──────── GIVEN RECORDS

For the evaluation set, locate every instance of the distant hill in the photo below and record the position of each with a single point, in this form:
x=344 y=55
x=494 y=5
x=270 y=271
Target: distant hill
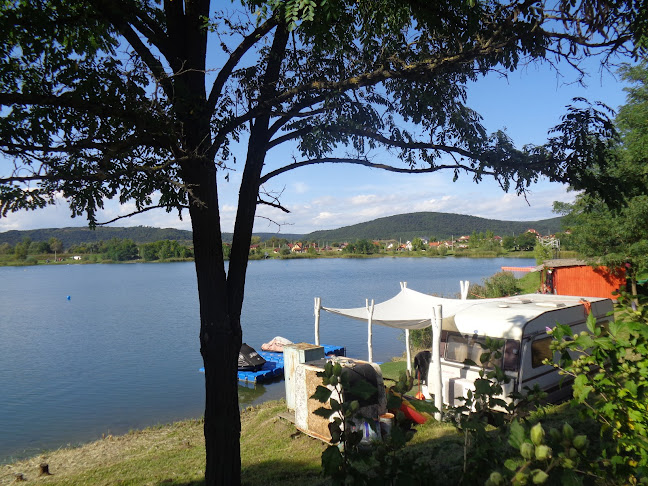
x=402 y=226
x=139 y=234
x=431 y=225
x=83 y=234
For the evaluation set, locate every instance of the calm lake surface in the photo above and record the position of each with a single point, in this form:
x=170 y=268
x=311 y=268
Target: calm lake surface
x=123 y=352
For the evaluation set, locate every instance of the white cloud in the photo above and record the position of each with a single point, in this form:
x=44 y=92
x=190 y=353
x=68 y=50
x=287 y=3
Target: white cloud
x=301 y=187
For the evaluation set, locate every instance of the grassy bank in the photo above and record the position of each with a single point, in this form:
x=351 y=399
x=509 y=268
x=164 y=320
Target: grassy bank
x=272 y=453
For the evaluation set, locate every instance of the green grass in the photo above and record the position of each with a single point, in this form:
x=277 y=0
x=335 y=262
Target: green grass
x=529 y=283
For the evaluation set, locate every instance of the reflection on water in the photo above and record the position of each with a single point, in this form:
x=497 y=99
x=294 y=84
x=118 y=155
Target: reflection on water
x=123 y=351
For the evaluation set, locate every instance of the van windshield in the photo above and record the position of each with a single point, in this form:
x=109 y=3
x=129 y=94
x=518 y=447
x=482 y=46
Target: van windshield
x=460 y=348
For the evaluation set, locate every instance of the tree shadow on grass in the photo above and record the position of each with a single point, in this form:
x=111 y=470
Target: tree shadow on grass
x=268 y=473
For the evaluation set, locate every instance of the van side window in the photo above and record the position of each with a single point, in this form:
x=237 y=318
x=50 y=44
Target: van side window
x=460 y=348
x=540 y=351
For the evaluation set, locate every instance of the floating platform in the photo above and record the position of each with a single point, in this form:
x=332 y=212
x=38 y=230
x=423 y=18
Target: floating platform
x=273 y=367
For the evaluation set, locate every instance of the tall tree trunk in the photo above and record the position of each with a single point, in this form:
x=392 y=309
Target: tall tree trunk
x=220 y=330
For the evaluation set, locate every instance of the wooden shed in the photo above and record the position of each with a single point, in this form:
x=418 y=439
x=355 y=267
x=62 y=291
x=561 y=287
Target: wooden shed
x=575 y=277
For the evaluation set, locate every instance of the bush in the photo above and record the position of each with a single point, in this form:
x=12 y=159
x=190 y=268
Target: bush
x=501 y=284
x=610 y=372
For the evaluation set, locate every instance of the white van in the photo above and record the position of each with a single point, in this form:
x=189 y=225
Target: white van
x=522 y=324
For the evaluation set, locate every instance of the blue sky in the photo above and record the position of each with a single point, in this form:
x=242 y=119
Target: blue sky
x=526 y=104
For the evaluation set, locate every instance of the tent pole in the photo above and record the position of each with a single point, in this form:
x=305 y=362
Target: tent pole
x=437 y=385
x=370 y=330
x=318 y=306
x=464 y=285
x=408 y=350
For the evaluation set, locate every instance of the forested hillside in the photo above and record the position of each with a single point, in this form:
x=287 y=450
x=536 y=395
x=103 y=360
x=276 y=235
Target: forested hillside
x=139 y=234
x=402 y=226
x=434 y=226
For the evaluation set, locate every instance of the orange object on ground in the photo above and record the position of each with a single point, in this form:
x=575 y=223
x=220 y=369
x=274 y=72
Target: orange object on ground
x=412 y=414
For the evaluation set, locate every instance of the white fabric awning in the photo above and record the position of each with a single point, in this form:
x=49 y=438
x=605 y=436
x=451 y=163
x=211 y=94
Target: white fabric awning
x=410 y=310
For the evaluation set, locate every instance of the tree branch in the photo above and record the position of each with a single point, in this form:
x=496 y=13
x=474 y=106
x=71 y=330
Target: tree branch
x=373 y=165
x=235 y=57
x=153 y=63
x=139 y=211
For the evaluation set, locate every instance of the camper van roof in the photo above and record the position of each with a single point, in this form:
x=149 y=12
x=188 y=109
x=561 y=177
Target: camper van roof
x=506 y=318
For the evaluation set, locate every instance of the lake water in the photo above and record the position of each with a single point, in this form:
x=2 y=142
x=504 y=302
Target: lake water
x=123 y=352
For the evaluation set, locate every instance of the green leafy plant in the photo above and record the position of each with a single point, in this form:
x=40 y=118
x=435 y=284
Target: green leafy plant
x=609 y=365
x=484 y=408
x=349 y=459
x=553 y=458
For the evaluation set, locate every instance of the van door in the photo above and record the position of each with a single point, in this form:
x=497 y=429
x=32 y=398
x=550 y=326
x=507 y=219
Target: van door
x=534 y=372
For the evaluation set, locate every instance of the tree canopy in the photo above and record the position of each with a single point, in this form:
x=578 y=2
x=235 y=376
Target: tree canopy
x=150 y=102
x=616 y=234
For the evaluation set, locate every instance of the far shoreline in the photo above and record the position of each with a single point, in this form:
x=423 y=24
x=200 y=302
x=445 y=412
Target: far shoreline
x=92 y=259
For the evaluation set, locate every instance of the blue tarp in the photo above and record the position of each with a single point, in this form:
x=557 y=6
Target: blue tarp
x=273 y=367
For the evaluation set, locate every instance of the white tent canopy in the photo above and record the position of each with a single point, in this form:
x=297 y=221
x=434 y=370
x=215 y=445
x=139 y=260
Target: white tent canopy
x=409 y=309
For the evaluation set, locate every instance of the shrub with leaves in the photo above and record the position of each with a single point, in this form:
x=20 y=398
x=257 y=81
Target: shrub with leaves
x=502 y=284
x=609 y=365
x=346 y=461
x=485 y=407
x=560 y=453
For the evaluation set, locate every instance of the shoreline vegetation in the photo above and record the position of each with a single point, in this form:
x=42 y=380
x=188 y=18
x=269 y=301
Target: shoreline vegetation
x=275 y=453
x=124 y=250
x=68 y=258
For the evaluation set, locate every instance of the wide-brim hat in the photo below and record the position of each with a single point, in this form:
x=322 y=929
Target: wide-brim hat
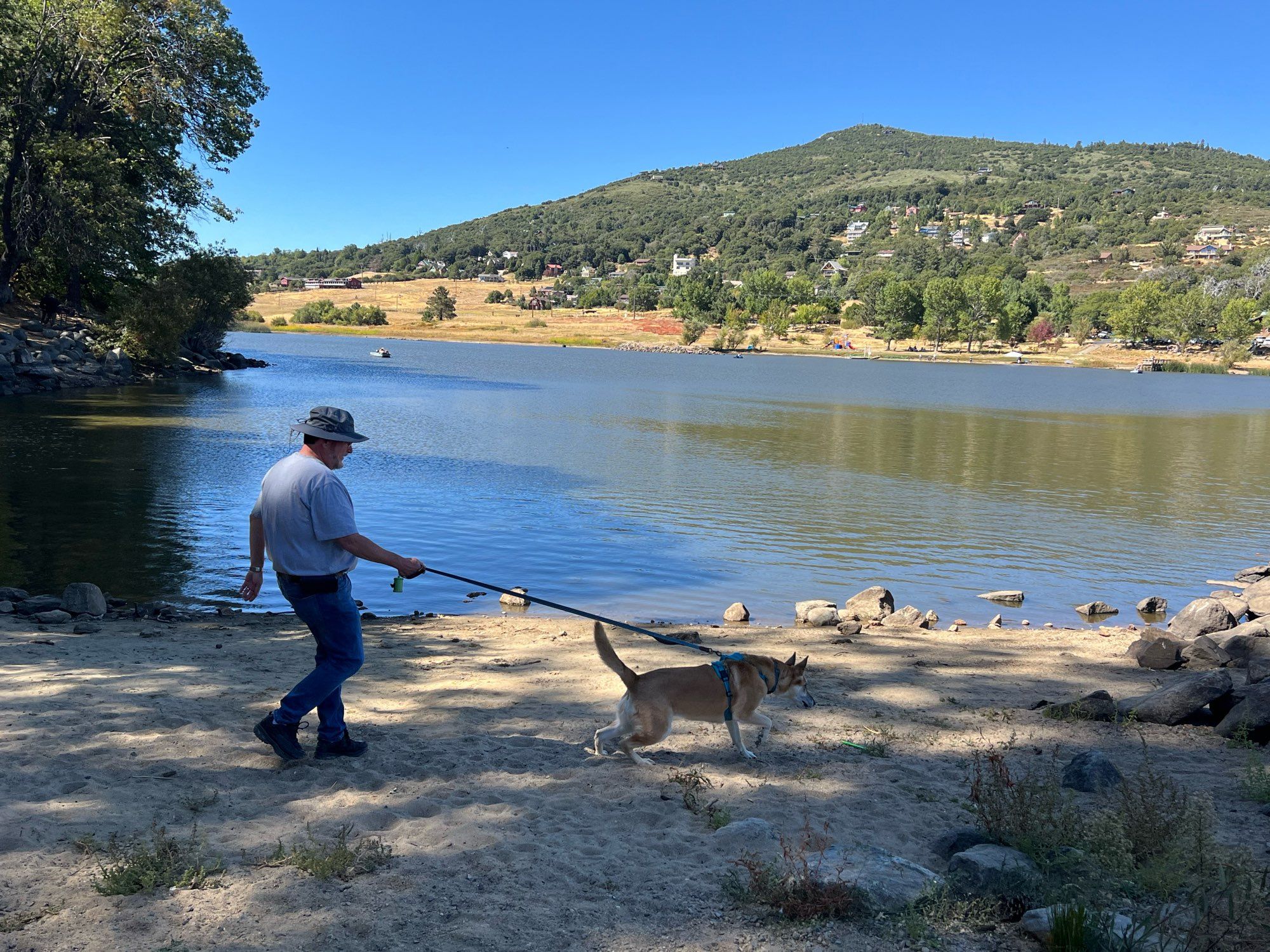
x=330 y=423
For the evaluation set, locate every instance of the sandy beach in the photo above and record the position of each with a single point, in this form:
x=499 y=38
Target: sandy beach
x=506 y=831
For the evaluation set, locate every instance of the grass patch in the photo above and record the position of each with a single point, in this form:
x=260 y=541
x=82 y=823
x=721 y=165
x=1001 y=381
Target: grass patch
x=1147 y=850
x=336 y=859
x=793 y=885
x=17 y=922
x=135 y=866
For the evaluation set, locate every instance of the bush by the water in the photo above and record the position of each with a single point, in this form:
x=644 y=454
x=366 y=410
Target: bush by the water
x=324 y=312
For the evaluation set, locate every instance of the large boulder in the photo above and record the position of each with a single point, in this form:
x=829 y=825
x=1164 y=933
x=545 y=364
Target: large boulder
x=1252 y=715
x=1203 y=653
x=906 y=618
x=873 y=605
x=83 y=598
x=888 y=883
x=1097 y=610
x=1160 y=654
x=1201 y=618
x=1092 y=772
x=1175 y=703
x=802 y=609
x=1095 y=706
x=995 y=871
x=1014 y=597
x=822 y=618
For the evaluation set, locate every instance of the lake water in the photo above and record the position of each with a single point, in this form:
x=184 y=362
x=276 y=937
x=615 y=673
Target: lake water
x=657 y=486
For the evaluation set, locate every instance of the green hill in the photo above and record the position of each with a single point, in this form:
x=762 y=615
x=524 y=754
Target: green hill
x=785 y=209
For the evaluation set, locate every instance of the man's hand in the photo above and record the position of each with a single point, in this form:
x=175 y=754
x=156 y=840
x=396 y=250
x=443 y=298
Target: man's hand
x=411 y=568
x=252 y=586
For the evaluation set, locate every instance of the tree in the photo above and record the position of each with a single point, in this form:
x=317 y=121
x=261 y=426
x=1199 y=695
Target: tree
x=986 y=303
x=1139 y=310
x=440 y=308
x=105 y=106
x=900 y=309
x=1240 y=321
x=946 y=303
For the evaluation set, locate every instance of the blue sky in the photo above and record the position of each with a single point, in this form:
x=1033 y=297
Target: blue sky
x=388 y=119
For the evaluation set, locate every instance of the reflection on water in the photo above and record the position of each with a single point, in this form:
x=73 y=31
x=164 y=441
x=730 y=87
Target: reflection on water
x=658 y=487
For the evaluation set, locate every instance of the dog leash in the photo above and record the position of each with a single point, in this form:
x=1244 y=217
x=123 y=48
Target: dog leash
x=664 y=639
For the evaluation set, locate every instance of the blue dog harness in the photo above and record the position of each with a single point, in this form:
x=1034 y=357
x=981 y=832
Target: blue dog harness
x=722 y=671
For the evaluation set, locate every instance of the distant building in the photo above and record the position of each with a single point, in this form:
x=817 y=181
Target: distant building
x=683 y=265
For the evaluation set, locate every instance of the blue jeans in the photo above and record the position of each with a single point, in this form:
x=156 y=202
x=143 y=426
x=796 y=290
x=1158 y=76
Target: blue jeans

────────────────

_WRITTEN EXERCISE:_
Can you put the lines of the records into a numbered list, starting at the line that has "For the evaluation set, locate every instance of the large" and stopping after the line that has "x=1092 y=772", and leave out any blank lines?

_SOLUTION TO THE PROBLEM:_
1. For the evaluation set, locate every instance of the large boulder in the photo above and record the position of each with a single point, in this form:
2. x=829 y=825
3. x=1164 y=933
4. x=545 y=364
5. Target: large boulder
6. x=1252 y=715
7. x=1203 y=653
8. x=906 y=618
9. x=873 y=605
10. x=83 y=598
11. x=888 y=883
12. x=1097 y=610
13. x=1160 y=654
14. x=1201 y=618
15. x=1092 y=772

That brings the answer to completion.